Task to carry out → Each line that has the string "blue" must be copied from the records below.

Photo-based referring expression data:
_ _ _ _
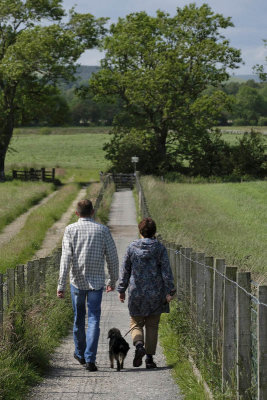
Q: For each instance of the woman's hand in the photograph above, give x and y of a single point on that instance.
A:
(122, 297)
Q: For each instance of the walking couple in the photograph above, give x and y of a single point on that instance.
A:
(145, 271)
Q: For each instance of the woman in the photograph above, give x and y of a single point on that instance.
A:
(147, 274)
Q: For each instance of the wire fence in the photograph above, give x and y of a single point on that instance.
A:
(228, 310)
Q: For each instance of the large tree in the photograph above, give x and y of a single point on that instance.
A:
(160, 66)
(37, 48)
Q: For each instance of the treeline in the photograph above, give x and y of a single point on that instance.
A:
(248, 103)
(69, 106)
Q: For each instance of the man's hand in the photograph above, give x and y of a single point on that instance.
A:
(169, 298)
(122, 297)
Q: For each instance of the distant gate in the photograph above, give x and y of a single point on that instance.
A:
(124, 181)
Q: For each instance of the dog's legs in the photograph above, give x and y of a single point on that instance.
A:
(121, 358)
(118, 365)
(111, 358)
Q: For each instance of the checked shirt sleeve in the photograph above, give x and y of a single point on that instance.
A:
(65, 262)
(111, 258)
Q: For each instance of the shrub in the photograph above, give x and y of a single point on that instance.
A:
(248, 156)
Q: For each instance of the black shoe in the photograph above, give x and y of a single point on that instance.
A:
(91, 367)
(139, 354)
(80, 360)
(150, 364)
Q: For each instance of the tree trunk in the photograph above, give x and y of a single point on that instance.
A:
(161, 137)
(5, 137)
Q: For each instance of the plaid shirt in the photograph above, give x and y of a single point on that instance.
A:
(85, 246)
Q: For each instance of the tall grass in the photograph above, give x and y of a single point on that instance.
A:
(24, 245)
(172, 338)
(226, 220)
(17, 197)
(69, 151)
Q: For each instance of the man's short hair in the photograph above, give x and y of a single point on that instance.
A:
(147, 227)
(85, 208)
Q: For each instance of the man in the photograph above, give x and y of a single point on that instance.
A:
(85, 246)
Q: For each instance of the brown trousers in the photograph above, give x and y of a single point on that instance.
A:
(151, 323)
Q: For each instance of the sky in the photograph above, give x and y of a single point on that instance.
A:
(248, 16)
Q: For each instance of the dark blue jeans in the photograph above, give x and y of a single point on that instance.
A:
(86, 343)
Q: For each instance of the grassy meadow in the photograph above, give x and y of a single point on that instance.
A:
(71, 149)
(17, 197)
(224, 220)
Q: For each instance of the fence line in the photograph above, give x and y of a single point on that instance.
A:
(35, 175)
(230, 321)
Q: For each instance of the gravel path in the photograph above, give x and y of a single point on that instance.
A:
(68, 380)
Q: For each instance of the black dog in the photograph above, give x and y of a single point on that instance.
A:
(118, 348)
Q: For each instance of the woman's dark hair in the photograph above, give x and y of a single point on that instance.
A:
(147, 227)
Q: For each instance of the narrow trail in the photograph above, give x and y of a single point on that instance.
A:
(54, 234)
(14, 228)
(68, 380)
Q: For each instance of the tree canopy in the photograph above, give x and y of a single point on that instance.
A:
(159, 66)
(34, 55)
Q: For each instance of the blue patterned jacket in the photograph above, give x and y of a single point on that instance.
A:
(147, 273)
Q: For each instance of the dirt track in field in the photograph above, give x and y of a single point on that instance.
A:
(14, 228)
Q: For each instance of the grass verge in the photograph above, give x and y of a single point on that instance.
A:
(172, 341)
(23, 246)
(33, 330)
(17, 197)
(226, 220)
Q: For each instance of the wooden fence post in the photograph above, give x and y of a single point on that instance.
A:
(262, 343)
(42, 271)
(229, 329)
(182, 274)
(36, 266)
(193, 284)
(20, 277)
(244, 341)
(10, 284)
(1, 303)
(208, 278)
(218, 290)
(172, 257)
(187, 272)
(200, 290)
(177, 269)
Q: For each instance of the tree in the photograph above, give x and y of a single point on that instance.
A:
(34, 56)
(159, 67)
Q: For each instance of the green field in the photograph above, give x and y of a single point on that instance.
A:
(224, 220)
(74, 150)
(16, 197)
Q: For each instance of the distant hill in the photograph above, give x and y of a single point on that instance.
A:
(84, 73)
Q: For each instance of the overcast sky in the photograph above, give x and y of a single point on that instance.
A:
(248, 16)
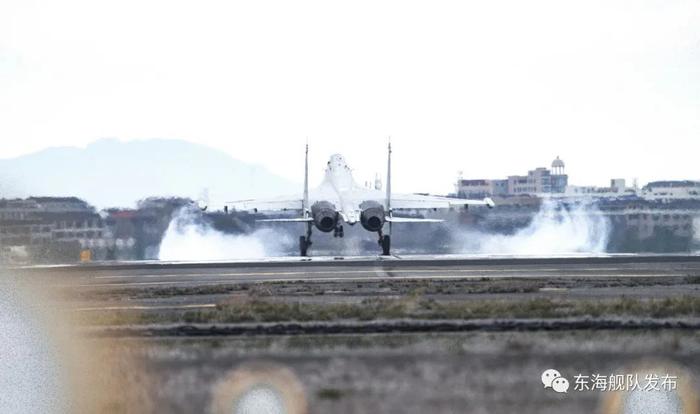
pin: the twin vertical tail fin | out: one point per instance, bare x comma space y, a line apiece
_ _ _ _
Your response →
Q: For each instance of the dark blue jeans in the photograph above, give x and y of a single point on that instance.
Q: For each instance of the blue patterned jacket in the photograph above, give x and y of a single point on that instance.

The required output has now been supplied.